>>
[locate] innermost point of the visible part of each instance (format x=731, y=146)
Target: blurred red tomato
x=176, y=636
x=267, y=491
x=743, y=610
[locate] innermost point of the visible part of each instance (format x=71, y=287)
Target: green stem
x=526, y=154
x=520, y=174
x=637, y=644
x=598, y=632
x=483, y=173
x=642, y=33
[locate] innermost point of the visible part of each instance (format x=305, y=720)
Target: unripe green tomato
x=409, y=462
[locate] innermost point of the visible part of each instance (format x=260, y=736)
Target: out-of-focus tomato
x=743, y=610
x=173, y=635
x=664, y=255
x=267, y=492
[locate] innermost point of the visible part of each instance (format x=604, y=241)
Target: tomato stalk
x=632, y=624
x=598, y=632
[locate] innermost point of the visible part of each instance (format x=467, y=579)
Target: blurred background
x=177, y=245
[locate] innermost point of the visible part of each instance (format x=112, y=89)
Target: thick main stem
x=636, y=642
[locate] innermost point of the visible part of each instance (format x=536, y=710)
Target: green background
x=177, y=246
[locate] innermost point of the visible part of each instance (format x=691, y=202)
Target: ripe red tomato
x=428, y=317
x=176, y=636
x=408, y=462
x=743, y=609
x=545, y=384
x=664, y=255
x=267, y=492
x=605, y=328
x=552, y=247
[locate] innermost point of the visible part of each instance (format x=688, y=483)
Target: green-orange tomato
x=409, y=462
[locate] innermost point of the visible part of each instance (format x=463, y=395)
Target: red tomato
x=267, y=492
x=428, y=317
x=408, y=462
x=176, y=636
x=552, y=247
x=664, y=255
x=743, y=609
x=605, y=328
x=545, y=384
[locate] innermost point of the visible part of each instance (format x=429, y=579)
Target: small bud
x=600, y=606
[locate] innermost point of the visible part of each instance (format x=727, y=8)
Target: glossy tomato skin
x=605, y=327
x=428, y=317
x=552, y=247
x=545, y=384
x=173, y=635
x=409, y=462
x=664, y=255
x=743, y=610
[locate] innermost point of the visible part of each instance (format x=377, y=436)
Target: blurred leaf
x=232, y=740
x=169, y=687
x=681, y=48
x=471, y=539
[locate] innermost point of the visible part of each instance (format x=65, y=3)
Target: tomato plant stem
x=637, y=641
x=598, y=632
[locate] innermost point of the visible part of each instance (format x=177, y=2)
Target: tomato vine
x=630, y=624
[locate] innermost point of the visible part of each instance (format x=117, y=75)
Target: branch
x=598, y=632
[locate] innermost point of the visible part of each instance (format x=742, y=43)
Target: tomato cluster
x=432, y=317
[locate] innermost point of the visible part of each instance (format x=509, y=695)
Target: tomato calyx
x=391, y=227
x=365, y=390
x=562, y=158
<<
▶ **Objective**:
Please copy the data above word for word, from the first line to the last.

▶ **Reply to the exercise**:
[locate] innermost point of the visible part of each instance (format x=731, y=146)
Target: blurred red tomato
x=176, y=636
x=267, y=491
x=743, y=610
[locate] innermost point of the visible part of each instance (format x=71, y=287)
Target: green stem
x=526, y=154
x=520, y=174
x=637, y=644
x=598, y=632
x=483, y=173
x=642, y=33
[locate] innermost point of the visible part of each instance (format x=305, y=720)
Target: unripe green tomato
x=409, y=462
[locate] innermost point of the visible part of each instance (format x=260, y=736)
Target: out-of-focus tomato
x=743, y=610
x=173, y=635
x=664, y=255
x=267, y=492
[locate] innermost point of the visible part of each instance (format x=604, y=241)
Target: tomato stalk
x=632, y=624
x=598, y=632
[locate] innermost point of the visible part of each instance (format x=467, y=579)
Target: blurred background
x=177, y=245
[locate] innermost point of the visible part of each instance (format x=112, y=89)
Target: thick main stem
x=636, y=642
[locate] innermost point of the visible part of each instance (format x=536, y=710)
Target: green background
x=177, y=246
[locate] innermost point of the visible part of each instance (format x=691, y=202)
Target: ripe red tomato
x=428, y=317
x=176, y=636
x=408, y=462
x=743, y=609
x=545, y=384
x=664, y=255
x=267, y=492
x=605, y=328
x=552, y=247
[locate] innermost point of the visible part of each instance (format x=688, y=483)
Target: green-orange tomato
x=409, y=462
[locate] innermost point of the visible part of each instance (format x=463, y=395)
Target: red tomato
x=267, y=492
x=428, y=317
x=408, y=462
x=176, y=636
x=552, y=247
x=664, y=255
x=743, y=609
x=605, y=328
x=545, y=384
[locate] innermost point of the visible part of each instance (format x=429, y=579)
Target: small bud
x=600, y=606
[locate] innermost point of the visible part of each instance (format x=727, y=8)
Target: glossy tomato skin
x=605, y=327
x=428, y=317
x=552, y=247
x=545, y=384
x=173, y=635
x=409, y=462
x=664, y=255
x=743, y=610
[locate] innermost point of the visible part of each instance (format x=377, y=436)
Target: blurred leaf
x=232, y=740
x=169, y=687
x=681, y=48
x=471, y=539
[locate] innermost point of the visible part of each instance (format x=65, y=3)
Target: tomato plant stem
x=637, y=641
x=598, y=632
[locate] innermost point of the visible part of each instance (format x=177, y=2)
Target: tomato vine
x=630, y=624
[locate] innermost point of the visible part of each instance (format x=117, y=75)
Target: branch
x=598, y=632
[locate] innermost point of the visible part of each instance (format x=742, y=43)
Target: tomato cluster
x=432, y=317
[locate] innermost point of the visible part of each instance (format x=509, y=695)
Target: tomato calyx
x=391, y=227
x=365, y=390
x=562, y=158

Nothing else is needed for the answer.